-- START DOCUMENT PASSAGE --

The Latin Grammy Award for Best Short Form Music Video is an honor presented annually at the Latin Grammy Awards, a ceremony that recognizes excellence and creates a wider awareness of cultural diversity and contributions of Latin recording artists in the United States and internationally. The award has been given since the 1st Latin Grammy Awards in 2000 to artists, directors and producers of an individual promotional music video released for the first time during the award eligibility year.

"No Me Dejes de Querer", performed by Gloria Estefan and directed by Emilio Estefan, was the first music video to be win the award. They were followed by Ricky Martin for the video "She Bangs". Shakira's "Suerte" was also awarded, and the recipient of the first Video of the Year award at the MTV Video Music Awards Latinoamérica. The English-language version of the video received four nominations at the MTV Video Music Awards of 2002. The music video for the bilingual track "Frijolero" by Mexican band Molotov, that employs animation software previously developed by the directors Jason Archer and Paul Beck for the American film Waking Life, received the award in 2003.

-- END DOCUMENT PASSAGE --
-- START DATA RECORDS --

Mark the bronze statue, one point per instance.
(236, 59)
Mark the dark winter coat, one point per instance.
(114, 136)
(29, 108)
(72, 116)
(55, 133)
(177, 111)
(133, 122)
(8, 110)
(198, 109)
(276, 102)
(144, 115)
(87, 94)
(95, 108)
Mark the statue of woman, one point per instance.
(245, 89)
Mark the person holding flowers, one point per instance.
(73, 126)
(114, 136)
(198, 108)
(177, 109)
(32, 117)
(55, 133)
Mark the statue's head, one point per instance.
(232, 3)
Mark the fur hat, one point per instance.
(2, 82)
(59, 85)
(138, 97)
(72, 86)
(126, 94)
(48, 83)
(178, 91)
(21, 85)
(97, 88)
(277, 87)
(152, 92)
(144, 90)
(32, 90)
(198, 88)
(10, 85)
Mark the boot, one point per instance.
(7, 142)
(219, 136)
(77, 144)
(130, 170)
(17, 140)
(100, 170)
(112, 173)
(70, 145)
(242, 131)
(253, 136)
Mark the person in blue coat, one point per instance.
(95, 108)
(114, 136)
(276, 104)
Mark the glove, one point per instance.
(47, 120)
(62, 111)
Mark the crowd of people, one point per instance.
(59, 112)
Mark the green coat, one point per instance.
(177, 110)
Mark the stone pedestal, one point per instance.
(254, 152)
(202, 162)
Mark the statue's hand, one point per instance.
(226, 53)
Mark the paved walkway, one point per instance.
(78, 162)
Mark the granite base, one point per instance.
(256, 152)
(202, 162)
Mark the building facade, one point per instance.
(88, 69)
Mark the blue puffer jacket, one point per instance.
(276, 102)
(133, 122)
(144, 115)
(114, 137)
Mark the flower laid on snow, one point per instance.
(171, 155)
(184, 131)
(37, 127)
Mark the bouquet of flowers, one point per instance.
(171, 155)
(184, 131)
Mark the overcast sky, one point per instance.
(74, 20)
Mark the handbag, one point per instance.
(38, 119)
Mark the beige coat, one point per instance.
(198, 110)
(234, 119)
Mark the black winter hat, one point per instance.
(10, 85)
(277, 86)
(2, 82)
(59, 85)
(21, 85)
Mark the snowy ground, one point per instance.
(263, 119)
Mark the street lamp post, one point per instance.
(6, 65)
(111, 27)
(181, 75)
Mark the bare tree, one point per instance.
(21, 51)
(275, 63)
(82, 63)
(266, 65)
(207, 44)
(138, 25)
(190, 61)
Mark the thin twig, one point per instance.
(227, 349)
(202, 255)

-- END DATA RECORDS --

- THE TASKS:
(a) Since which ceremony has the award described in the Latin Grammy award passage been given?
(b) Say whether each statement agrees with the Latin Grammy award passage: (i) Shakira's "Suerte" won the first Video of the Year award at the MTV Video Music Awards Latinoamérica. (ii) The video for "Frijolero" received the award in 2001. (iii) The award is presented only to directors.

- ANSWERS TO EACH TASK:
(a) Since the 1st Latin Grammy Awards in 2000.

(b)
(i) Yes: "the recipient of the first Video of the Year award at the MTV Video Music Awards Latinoamérica"
(ii) No: "received the award in 2003"
(iii) No: "to artists, directors and producers"